He thought that the sentence might be interpreted to mean that the Foreign Ministers should also report in regard to the frontiers not agreed to. In other words, a report should be submitted to the Supreme Council, showing what portions of frontiers were accepted and what portions of frontiers were rejected by Roumania.
M. Bratiano said that he would be quite prepared to make a full statement setting forth the Roumanian frontier claims, but he would refuse either to accept definitely or to reject definitely the boundary lines proposed.
M. Pichon thought that the statement made by Mr. Balfour complemented by Mr. Lansing’s remarks, set forth the case with great accuracy. In other words, he thought the Foreign Ministers should ask the Roumanian and Czecho-Slovak Delegates, there present, whether they accepted the proposed boundaries of Hungary with Roumania and Czecho-Slovakia, or not. The replies of the Delegates would then be transmitted to the Supreme Council for information. On the other hand, he felt that it was not part of the duty of the Foreign Ministers to enter into a discussion as to the reasons for the decisions given.
Mr. Lansing interpreted M. Pichon’s statement to mean that should M. Bratiano be unable to agree to accept the boundaries proposed, a report to that effect would be submitted to the Supreme Council.
M. Bratiano said that under those circumstances he could only refer the Council of Foreign Ministers to the remarks which he had made at the commencement of the meeting.

▶ SUPPLIED INFORMATION:
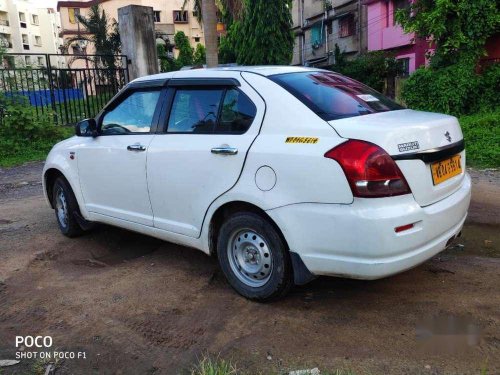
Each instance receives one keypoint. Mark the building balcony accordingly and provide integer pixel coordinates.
(394, 36)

▶ JOBS:
1. Answer these questions from the passage on the Roumanian frontiers:
(a) What did M. Bratiano say he would refuse to do regarding the proposed boundary lines?
(b) According to M. Pichon, to whom would the replies of the Delegates be transmitted?
(c) To what did M. Bratiano refer the Council of Foreign Ministers in his final statement?
2. Continue the passage on the Roumanian frontiers, starting right after its last sentence.
The material comes from a different source than the passage on the Roumanian frontiers.

▶ ANSWERS BELOW:
1.
(a) He would refuse either to accept definitely or to reject definitely the proposed boundary lines.
(b) To the Supreme Council, for information.
(c) To the remarks he had made at the commencement of the meeting.

2.
M. Pichon enquired whether M. Bratiano’s remarks applied to the whole of the boundaries of Roumania with Hungary, or whether he would be prepared to accept certain portions of the boundaries in question.
M. Bratiano replied that he was desirous of uniting with his colleagues in arriving at a settlement, but he failed to see how any decision could be reached without a reconsideration of certain of the boundaries proposed. In this connection he wished to invite particular attention to the stretch of railway line running from Nagykaroly to Nagyvarad and onwards. This railway line constituted [Page 810] the great artery of communication with all the northern countries, with the Adriatic, and with the mountain regions of Transylvania. The railway line was, therefore, of the greatest importance to Roumania from an economic point of view; but the question which he wished to raise was not only one of principle, but also one of security, since the railway line in question lay in an open country within rifle-shot distance of the proposed frontier.
M. Pichon thought that the statement made by M. Bratiano again raised the question of frontiers, which it had been decided lay outside the scope of their instructions. M. Bratiano had asked for time to consult his Government. He thought that was the only reply which could be given to the Supreme Council.
M. Bratiano thought that if his proposal to lay down two temporary lines of demarcation, in the north between Csap and Nagykaroly, and in the south between Nagyvarad and Szeged, were adopted, a speedy solution of the difficulty would be reached. On the other hand, if his proposal could not find acceptance, he would feel compelled to reserve his decision in regard to the whole of the frontier.
Mr. Lansing pointed out that the points made by M. Bratiano had all been presented to the Commission, which had reached a unanimous decision. Under these conditions, he thought no useful purpose would be served by hearing those arguments repeated.
M. Pichon thought that under the circumstances the best plan would be to submit to the Supreme Council a report to the effect that the Foreign Ministers had communicated to the Roumanian Delegation the proposed boundaries between Hungary and Roumania and that M. Bratiano had replied that a delay of some days would be required in order to enable him to consult his Government in Budapest.
M. Bratiano said that a period of ten to twelve days would be required in order to enable him to communicate with his Government.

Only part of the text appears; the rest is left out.